==== Selected extract

The state Senate has passed a bill that would allow for court ordered outpatient treatment for the mentally ill.
House Bill 1697, also called the Mark Costello bill, recognizes that often those with mental illness stop taking their medication and that can lead to tragedy.
No one knows that better than Cathy Costello. She wiped away tears today as members of the state Senate gave her a standing ovation.
Costello’s son, Christian, is charged in connection with the stabbing death her husband, former state Labor Commissioner Mark Costello.
She said the bill that passed in the Senate Tuesday would have prevented that.
“I do believe that if we’d had this law six months ago, Mark Costello would be standing here speaking to you instead of me,” Cathy Costello said.
House Bill 1697 would allow court ordered treatment of the mentally ill if they are 18 or older; in the care of the Department of Mental Health; if they are a danger to themselves or others and if they stop taking their medication.
That was the case with Christian Costello; his mother said he is diagnosed as a paranoid schizophrenic.
“He has been hospitalized ten times by the age of 26. A year ago, five times in a 12-week period,” Cathy Costello said. “He should have been on court ordered medication coming out.”

========
==== Dataset content

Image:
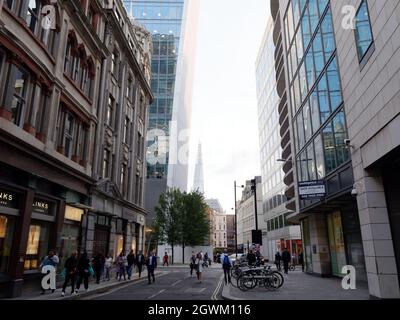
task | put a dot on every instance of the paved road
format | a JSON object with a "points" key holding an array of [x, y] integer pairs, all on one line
{"points": [[174, 283]]}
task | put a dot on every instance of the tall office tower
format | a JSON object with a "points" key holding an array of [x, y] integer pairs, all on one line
{"points": [[198, 184], [278, 234], [173, 25]]}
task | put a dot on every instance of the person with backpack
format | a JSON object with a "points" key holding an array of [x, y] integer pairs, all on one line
{"points": [[70, 269], [122, 263], [83, 272], [192, 263], [140, 261], [226, 266], [199, 267], [131, 264]]}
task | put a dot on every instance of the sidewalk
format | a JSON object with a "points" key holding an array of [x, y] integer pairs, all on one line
{"points": [[94, 288], [300, 286]]}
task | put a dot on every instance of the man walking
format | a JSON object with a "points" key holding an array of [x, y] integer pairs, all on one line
{"points": [[140, 261], [151, 266], [70, 267], [226, 266], [131, 263], [286, 259]]}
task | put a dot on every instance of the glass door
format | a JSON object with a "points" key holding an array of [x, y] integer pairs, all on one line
{"points": [[336, 243]]}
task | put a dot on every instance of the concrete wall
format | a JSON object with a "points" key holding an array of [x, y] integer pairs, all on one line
{"points": [[372, 104]]}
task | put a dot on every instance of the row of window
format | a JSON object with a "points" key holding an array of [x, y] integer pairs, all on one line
{"points": [[278, 222]]}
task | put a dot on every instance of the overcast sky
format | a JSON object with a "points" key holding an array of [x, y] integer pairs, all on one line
{"points": [[225, 102]]}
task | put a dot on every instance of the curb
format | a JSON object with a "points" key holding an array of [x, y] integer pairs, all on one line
{"points": [[94, 291], [226, 295]]}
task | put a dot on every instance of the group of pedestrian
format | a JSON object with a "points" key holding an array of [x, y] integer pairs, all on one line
{"points": [[286, 258], [78, 268], [197, 263]]}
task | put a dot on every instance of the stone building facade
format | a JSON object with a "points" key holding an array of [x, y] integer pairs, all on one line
{"points": [[53, 75]]}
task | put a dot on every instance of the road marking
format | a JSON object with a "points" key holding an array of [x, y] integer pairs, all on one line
{"points": [[141, 280], [215, 293], [155, 295], [176, 282]]}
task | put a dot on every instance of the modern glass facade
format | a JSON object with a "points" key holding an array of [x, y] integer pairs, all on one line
{"points": [[164, 20], [319, 122]]}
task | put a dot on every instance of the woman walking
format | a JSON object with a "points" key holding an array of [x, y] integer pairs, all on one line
{"points": [[121, 265], [70, 269], [107, 267], [83, 272], [199, 260]]}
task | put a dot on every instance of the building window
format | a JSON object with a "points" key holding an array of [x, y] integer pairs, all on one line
{"points": [[124, 172], [68, 134], [15, 98], [106, 163], [110, 111], [363, 31]]}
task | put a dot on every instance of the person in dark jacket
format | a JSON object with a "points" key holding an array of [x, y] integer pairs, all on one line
{"points": [[140, 262], [278, 259], [286, 257], [151, 264], [98, 265], [131, 263], [83, 272], [251, 258], [70, 268], [301, 260]]}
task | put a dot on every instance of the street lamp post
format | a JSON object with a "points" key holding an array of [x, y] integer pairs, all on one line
{"points": [[236, 187]]}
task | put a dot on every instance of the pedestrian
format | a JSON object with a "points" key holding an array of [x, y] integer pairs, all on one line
{"points": [[278, 259], [122, 263], [192, 263], [83, 272], [107, 266], [131, 263], [226, 266], [286, 257], [98, 265], [151, 266], [140, 261], [301, 260], [50, 260], [70, 269], [165, 259], [251, 258], [199, 267]]}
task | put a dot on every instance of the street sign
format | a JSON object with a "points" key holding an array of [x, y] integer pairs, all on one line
{"points": [[256, 237], [312, 190]]}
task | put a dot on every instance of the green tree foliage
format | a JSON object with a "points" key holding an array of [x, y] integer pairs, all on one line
{"points": [[181, 219]]}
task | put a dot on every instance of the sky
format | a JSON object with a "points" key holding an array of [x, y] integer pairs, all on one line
{"points": [[224, 98]]}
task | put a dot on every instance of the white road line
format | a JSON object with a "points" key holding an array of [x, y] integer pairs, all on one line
{"points": [[141, 280], [176, 282], [155, 295], [215, 293]]}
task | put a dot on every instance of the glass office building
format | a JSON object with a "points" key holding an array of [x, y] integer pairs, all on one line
{"points": [[164, 20], [319, 131], [277, 234]]}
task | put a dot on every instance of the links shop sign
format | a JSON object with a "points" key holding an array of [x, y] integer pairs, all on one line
{"points": [[312, 190]]}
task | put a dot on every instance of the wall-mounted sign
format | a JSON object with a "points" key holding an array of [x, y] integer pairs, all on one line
{"points": [[312, 190], [41, 206], [8, 199], [74, 214]]}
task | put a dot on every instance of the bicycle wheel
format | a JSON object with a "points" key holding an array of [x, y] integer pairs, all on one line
{"points": [[280, 277], [272, 282]]}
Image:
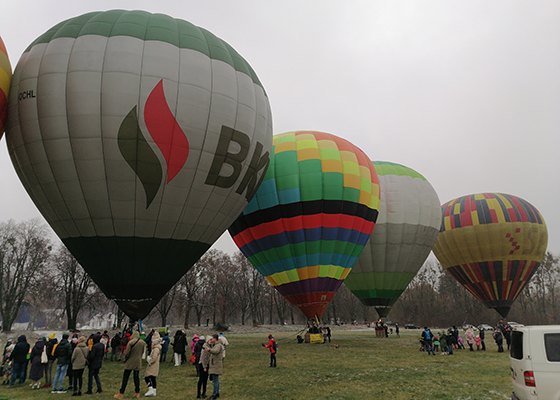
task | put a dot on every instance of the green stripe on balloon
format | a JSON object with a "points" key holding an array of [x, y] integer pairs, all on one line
{"points": [[304, 249], [146, 26], [388, 168], [139, 155]]}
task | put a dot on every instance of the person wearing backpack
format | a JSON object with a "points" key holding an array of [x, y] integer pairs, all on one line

========

▶ [Activities]:
1: Answer these questions from the news report:
(a) What other name does House Bill 1697 go by?
(b) According to his mother, what is Christian Costello diagnosed as?
(c) How many times had he been hospitalized by the age of 26?
2: List every condition in the news report under which House Bill 1697 would allow court-ordered treatment of the mentally ill.
3: Reproduce the part of the news report that opens with the words containing "No one knows" and closes with "have prevented that.".

▶ [Outputs for the tasks]:
1:
(a) The Mark Costello bill
(b) A paranoid schizophrenic
(c) Ten times

2:
- They are 18 or older
- They are in the care of the Department of Mental Health
- They are a danger to themselves or others
- They stop taking their medication

3:
No one knows that better than Cathy Costello. She wiped away tears today as members of the state Senate gave her a standing ovation.
Costello’s son, Christian, is charged in connection with the stabbing death her husband, former state Labor Commissioner Mark Costello.
She said the bill that passed in the Senate Tuesday would have prevented that.